***** Study material

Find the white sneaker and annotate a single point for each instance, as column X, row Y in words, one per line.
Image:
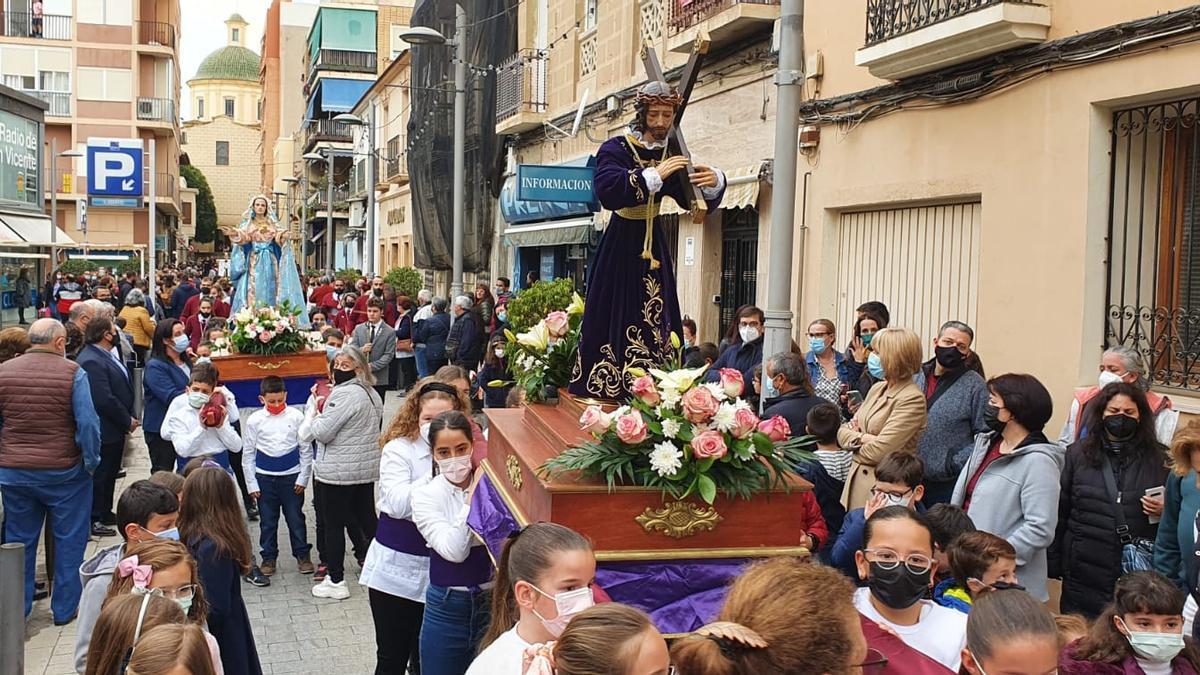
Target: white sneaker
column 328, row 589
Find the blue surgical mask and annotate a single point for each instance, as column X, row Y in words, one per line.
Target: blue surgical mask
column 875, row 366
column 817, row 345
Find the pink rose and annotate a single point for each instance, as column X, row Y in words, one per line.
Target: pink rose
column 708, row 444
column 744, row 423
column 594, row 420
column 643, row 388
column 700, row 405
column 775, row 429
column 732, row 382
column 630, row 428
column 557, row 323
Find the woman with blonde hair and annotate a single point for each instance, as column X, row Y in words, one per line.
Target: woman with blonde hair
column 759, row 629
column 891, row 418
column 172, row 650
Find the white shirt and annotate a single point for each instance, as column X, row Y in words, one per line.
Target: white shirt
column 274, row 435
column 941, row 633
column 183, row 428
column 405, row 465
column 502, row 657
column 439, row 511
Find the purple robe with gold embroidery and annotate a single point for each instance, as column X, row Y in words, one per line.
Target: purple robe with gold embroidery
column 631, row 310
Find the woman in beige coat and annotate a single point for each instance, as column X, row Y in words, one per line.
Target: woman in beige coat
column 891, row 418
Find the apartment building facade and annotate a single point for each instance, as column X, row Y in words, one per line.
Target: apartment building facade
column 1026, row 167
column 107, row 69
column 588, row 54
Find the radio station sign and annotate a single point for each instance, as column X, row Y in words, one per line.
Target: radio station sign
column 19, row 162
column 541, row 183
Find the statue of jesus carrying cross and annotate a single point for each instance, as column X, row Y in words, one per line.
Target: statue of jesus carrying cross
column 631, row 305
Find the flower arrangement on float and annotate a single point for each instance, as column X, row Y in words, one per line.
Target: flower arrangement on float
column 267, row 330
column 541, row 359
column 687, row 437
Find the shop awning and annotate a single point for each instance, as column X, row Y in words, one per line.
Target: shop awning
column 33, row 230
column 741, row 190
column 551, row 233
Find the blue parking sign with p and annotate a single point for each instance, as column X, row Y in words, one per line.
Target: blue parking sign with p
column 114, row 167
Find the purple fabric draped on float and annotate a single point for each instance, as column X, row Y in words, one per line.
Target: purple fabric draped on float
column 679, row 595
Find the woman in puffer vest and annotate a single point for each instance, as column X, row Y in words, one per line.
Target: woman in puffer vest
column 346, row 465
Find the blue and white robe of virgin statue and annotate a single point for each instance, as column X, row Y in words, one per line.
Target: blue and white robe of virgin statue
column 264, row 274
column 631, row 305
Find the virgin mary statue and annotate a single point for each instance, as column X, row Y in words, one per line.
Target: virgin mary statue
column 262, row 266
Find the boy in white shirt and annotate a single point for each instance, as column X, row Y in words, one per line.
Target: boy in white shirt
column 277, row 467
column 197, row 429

**********

● Your instructions
The data above should be restated exactly, with its images dropped.

● Output
Find the white sneaker and annotate a single point for each instance, as column X, row Y in words, one per line.
Image:
Target: white sneaker
column 328, row 589
Find the blue surgical mask and annotate a single point for each instance, as column X, row Y in words, one per line.
Target: blue surgical mask
column 875, row 366
column 817, row 345
Find the pink rose and annotate a single point for each instance, as column X, row Y in words, one per line.
Target: pink rose
column 708, row 444
column 744, row 423
column 594, row 420
column 643, row 388
column 700, row 405
column 775, row 429
column 732, row 382
column 630, row 428
column 557, row 323
Find the woman with blonde hair and annotate a single point for each instance, as column X, row Y in words, one per line.
Target: woman with blonde hair
column 759, row 629
column 891, row 418
column 172, row 650
Find the white shirt and annotate a single point for each instance, as column X, row Y in words, one per line.
Target: white shirt
column 274, row 435
column 941, row 633
column 183, row 428
column 405, row 465
column 502, row 657
column 439, row 511
Find the purple robe with gold embroidery and annotate a single point for each instance, as column X, row Y in words, one per line.
Target: purple robe with gold embroidery
column 631, row 310
Find the woman in beige coat and annotate a single point for each instance, as column X, row Y in words, one per line.
Target: woman in beige coat
column 891, row 418
Find the apartment building facade and annotate a single point for each instance, as column X, row Y in words, one per line.
Target: apartment building facade
column 1026, row 167
column 107, row 69
column 588, row 54
Find the radio station sign and annotate a single point for each instance, as column X, row Y in words, one per line.
Target: radio station sign
column 19, row 162
column 541, row 183
Find the statue of jesus carrying cross and annotate a single point for each instance, as column X, row Y in words, one per line.
Target: statue of jesus carrying cross
column 631, row 305
Find the flower arrangement on float and annotate a single point for each instance, as column X, row Y in words, one per line.
Target: flower arrangement on float
column 267, row 330
column 541, row 359
column 687, row 437
Find the shop awning and annotate a single point for each instance, as column X, row Y in words, one per line.
Target: shop awning
column 33, row 230
column 741, row 190
column 551, row 233
Find the blue parking sign with p and annotate a single point for each instance, as column X, row Y in words, one per line.
Target: blue parking sign with p
column 114, row 167
Find the purple fabric draped on float and annotate a single point for each instance, as column X, row Y in words, one per line.
Target: purple fabric draped on float
column 679, row 595
Find the woman in puffer vest and annotate a single point for each instance, as column X, row Y in words, one per line.
Target: woman in puffer vest
column 346, row 465
Find the blue and white robe of virgin statue and annotate a single point for each instance, as column X, row Y in words, one per line.
Target: blue and white robe of virgin statue
column 264, row 274
column 631, row 305
Find the virgin mary statue and annotate a single point for each instance, as column X, row Y in words, one per line.
Target: virgin mary statue
column 262, row 266
Find the boy in white shirt and annotate a single point for each instance, as column X, row Y in words, one per line.
Target: boy in white shirt
column 277, row 467
column 197, row 429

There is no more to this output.